Recorded data:
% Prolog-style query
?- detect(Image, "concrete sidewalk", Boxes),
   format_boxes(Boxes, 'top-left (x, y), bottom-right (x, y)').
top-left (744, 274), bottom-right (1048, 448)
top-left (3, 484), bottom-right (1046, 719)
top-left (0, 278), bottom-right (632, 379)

What to produce:
All of the entries should be repeated word for word.

Task response:
% Prolog-style query
?- detect(Image, "concrete sidewalk", Boxes),
   format_boxes(Boxes, 'top-left (x, y), bottom-right (x, y)').
top-left (744, 274), bottom-right (1048, 448)
top-left (3, 484), bottom-right (1046, 719)
top-left (0, 278), bottom-right (632, 379)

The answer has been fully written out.